→ **Tugas Dikerjakan**: Ganti "pungli" dengan "pungutan liar" pada bagian teks tentang integritas di Kemenag yang dimulai dari "Ia juga menekankan" dan berakhir pada "ada praktik pungli.", lalu tuliskan kembali bagian tersebut.

→ **Kutipan Teks**:
Menghayati ajaran agama
Sementara itu, Inspektur Jenderal Kemenag Faisal Ali Hasyim menegaskan bahwa sebagai institusi yang membawa nama “agama” seharusnya orang-orang di dalamnya mencerminkan perilaku yang berintegritas.
“Kalau kita ini benar-benar menghayati nilai agama, seharusnya enggak perlu ada pelatihan semacam ini,” ujar Faisal.
“Kita tidak perlu inspektorat, tidak perlu irjen. Cukup mengamalkan ajaran agama, seseorang sudah bisa berintegritas.”
Kalimat ini terdengar idealis, bahkan utopis. Namun, faktanya, tekanan dunia nyata sering kali kalah daripada prinsip moral yang diharapkan dapat menjadi pedoman bagi para pejabat di kementerian tersebut.
Kemenag, katanya, justru menjadi sorotan dalam beberapa kasus korupsi yang memalukan, seperti korupsi pengadaan Al-Quran dan pengelolaan dana haji.
Maka, pelatihan integritas PRESTASI tersebut, menurutnya, dianggap penting bukan hanya sebagai program peningkatan kompetensi, tetapi juga upaya untuk mengatasi dilema moral yang terus menghantui.
Di hadapannya, peserta mendengarkan dalam diam.
Ia juga menekankan beberapa amanat dari Menteri Agama, antara lain (a) sistem pengendalian internal yang efektif agar tidak ada praktik transaksional dalam layanan kepegawaian, (b) pastikan program prioritas menteri berkalan efektif, (c) mendorong fungsi early warning system berjalan lebih baik, (d) proses pengadaan barang dan jasa berjalan secara transparan dan akuntabel, dan (e) memastikan layanan publik cepat, mudah dan tidak ada praktik pungli.

→ **Cuplikan Data**:
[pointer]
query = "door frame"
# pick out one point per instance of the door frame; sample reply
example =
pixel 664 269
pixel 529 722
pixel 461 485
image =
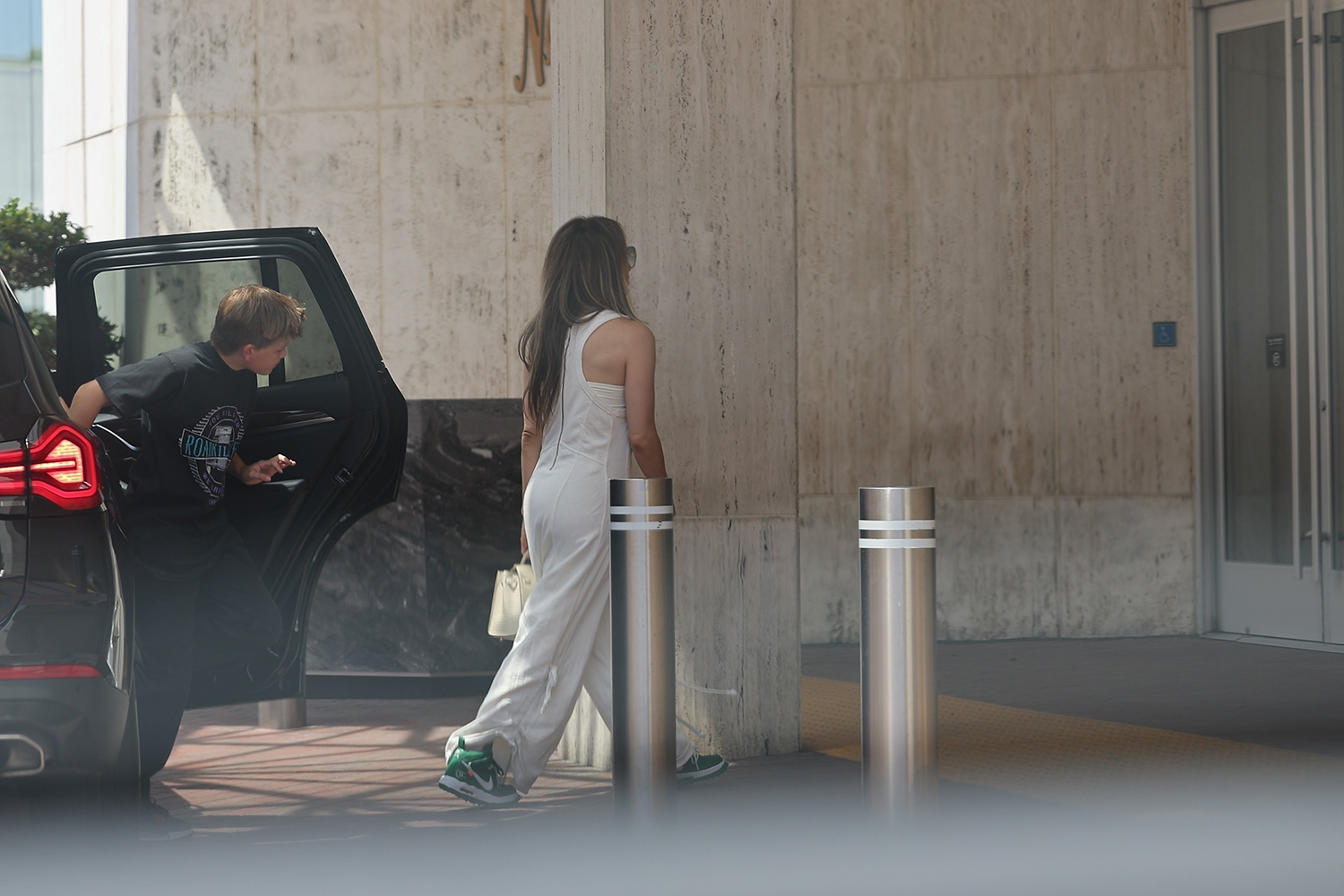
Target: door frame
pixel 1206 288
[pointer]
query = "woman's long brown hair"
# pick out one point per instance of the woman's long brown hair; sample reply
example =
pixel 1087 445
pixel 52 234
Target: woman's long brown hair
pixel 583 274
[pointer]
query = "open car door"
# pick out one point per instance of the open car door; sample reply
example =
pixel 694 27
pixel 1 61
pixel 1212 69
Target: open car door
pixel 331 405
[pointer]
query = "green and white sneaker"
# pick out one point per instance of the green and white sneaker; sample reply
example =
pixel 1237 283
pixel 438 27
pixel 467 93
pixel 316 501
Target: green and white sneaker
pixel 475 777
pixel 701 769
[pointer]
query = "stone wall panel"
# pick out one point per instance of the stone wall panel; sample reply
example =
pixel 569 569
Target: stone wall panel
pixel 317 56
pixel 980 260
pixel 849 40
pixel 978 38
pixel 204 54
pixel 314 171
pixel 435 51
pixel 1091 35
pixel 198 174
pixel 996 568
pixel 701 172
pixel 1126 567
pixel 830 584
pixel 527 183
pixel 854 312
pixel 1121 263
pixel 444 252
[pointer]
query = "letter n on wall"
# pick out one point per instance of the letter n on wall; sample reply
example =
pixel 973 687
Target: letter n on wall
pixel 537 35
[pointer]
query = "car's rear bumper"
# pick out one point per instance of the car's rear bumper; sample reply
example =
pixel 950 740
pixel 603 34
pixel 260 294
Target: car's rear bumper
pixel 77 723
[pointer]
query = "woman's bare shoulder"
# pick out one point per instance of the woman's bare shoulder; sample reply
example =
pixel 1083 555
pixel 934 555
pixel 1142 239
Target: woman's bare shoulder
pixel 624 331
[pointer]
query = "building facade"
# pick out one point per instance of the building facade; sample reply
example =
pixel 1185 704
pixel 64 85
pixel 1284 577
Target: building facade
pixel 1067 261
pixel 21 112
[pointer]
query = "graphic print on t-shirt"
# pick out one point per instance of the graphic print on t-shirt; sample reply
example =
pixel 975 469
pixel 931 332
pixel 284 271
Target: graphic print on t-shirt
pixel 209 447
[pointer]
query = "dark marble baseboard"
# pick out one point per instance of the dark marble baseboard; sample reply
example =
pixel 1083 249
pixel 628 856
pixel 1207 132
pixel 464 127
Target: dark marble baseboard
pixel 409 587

→ **Jawaban**:
Ia juga menekankan beberapa amanat dari Menteri Agama, antara lain (a) sistem pengendalian internal yang efektif agar tidak ada praktik transaksional dalam layanan kepegawaian, (b) pastikan program prioritas menteri berkalan efektif, (c) mendorong fungsi early warning system berjalan lebih baik, (d) proses pengadaan barang dan jasa berjalan secara transparan dan akuntabel, dan (e) memastikan layanan publik cepat, mudah dan tidak ada praktik pungutan liar.